**DOCUMENT SECTION:**
4. You can do the same with an author you see on television. Talking to the author, or seeing them talk about their book, really peaks my interest. I downloaded my first book on Kindle after seeing actress and cancer survivor Pam Grier on Oprah! My new Kindle had sat in the corner for a month and I finally took advantage of the ease of downloading immediately. I wanted to read her story and I didn't have to go to the bookstore or wait for it to come in the mail. I am inspired by authors on talk shows all the time.
5. If you buy or browse a book on Amazon, you will get suggestions of similar titles and authors. Use them. I’ve found some of my best reads this way. And don’t forget to check the daily discounts. Remember you get free delivery with an Amazon Prime membership. And with a Kindle Unlimited plan, you can download up to ten ebooks at no additional cost.
6. Browse bookstores. I still love hanging out at Barnes & Noble, perusing the shelves to the smell of Starbucks. You can always find something there.
7. Most public libraries allow you to request books online and pick them up at your closest branch. That saves you from writing down the call numbers only to find out that the book you want is checked out or unavailable. You can renew them online as well, giving you up to nine weeks to read the books.

Dataset entries

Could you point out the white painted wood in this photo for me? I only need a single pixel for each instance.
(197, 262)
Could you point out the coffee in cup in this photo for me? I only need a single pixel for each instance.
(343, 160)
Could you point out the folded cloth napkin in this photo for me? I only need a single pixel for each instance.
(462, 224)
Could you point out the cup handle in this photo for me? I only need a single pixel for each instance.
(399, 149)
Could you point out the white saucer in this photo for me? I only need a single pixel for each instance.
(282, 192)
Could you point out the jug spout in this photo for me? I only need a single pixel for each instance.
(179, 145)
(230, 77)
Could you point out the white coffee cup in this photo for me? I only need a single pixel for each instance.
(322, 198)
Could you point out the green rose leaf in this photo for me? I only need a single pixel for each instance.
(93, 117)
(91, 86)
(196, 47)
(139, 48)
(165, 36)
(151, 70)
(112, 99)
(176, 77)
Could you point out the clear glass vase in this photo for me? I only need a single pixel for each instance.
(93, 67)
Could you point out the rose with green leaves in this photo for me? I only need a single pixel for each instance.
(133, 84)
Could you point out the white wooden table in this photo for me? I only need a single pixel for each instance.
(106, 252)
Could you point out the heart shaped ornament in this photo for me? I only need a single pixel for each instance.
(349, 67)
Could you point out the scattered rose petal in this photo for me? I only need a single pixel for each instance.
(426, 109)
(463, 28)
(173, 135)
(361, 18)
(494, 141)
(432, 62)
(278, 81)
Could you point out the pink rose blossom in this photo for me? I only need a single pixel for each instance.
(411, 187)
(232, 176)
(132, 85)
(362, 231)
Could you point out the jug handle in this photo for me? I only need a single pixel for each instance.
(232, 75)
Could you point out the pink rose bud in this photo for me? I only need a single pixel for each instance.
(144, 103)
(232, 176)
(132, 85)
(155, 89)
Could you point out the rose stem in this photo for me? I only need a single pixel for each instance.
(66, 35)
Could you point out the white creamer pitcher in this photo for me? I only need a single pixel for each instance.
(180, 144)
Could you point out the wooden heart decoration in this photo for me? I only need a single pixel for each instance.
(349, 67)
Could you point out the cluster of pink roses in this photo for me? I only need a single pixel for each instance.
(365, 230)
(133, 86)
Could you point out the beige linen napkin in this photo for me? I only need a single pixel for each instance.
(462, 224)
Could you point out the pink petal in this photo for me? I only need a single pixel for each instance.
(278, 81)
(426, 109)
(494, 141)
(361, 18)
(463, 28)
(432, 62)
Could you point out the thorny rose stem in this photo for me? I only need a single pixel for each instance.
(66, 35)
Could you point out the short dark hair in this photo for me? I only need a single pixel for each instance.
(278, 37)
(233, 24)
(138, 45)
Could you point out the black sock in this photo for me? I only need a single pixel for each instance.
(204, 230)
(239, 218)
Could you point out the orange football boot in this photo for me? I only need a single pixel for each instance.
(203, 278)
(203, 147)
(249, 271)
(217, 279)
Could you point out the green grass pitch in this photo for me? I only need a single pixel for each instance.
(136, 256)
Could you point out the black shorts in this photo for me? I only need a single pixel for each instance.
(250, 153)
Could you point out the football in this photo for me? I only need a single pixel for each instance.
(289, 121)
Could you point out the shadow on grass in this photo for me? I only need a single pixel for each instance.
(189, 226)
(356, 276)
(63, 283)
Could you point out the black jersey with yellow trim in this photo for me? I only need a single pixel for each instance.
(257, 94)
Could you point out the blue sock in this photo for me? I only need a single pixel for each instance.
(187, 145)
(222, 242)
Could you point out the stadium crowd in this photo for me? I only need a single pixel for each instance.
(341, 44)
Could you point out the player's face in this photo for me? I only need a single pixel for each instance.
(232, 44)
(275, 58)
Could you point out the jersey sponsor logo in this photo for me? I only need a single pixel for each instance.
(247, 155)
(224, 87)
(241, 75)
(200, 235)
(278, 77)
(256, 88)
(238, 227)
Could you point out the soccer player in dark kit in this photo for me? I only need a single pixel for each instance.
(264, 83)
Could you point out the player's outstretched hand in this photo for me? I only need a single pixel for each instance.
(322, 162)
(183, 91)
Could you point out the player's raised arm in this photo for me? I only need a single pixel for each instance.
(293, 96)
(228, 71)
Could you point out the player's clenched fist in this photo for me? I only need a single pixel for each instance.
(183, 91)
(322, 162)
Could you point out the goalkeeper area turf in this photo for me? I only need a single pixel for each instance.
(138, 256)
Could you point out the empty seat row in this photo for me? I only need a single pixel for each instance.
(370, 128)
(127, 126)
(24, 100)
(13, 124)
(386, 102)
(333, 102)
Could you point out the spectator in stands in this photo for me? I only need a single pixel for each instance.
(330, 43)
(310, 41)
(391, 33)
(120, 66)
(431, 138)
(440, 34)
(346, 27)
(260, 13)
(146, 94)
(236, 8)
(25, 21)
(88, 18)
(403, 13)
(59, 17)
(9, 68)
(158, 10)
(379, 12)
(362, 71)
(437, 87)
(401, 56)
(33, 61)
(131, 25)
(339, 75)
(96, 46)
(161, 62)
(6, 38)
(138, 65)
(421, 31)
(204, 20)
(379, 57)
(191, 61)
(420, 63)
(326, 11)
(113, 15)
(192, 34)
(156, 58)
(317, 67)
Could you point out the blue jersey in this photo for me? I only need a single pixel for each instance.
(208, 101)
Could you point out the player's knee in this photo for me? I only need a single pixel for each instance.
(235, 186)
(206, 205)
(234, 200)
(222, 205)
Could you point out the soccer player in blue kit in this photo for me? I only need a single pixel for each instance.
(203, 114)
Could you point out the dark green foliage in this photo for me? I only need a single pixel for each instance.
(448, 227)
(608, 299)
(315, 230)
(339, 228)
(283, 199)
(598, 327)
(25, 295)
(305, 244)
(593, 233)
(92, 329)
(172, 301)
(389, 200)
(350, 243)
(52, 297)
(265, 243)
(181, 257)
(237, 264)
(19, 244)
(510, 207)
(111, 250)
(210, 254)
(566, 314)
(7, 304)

**DIRECTIONS:** Translate into Spanish this sentence from the text about finding books to read: "Most public libraries allow you to request books online and pick them up at your closest branch."

**REPLY TO THE TASK:** La mayoría de las bibliotecas públicas te permiten solicitar libros en línea y recogerlos en tu sucursal más cercana.